#### What is needed
Write out, word for word, only the lines from the one containing "of the distant" through the final line of the data.

Object point labels
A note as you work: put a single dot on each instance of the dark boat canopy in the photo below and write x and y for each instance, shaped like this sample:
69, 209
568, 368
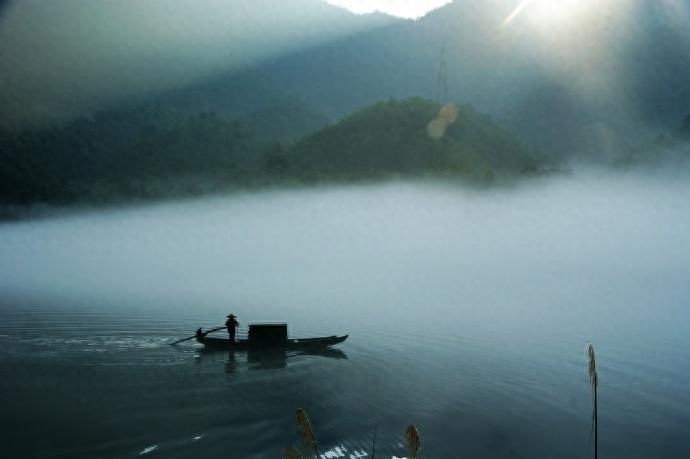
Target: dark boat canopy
268, 333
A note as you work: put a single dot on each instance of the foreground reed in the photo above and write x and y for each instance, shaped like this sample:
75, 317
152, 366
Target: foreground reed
309, 447
413, 441
593, 386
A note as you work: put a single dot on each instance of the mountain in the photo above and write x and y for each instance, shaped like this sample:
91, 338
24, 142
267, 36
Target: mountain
412, 137
587, 82
67, 58
155, 152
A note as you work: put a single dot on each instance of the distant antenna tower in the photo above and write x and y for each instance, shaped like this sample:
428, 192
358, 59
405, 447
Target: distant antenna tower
442, 80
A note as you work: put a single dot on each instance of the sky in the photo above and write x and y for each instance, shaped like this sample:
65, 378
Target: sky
410, 9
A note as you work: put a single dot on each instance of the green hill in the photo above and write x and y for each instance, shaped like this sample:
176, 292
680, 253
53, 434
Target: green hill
394, 138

#### Exercise solution
A note as you work: put a single dot on each instance of the distant antenna tower in the photo above and write x and y for each instance, shaped like this sample:
428, 192
358, 59
405, 447
Target: distant antenna tower
442, 80
A note as you work: put a single dot on each instance of the sky in the photo above and write x and y for each instance, shaped like this sample:
65, 378
Target: sky
410, 9
A note as you work: put a single dot on each instance of the green hill in the photo above and write x and y for each instance, shaped like this sample:
176, 292
680, 253
53, 434
Target: green hill
394, 138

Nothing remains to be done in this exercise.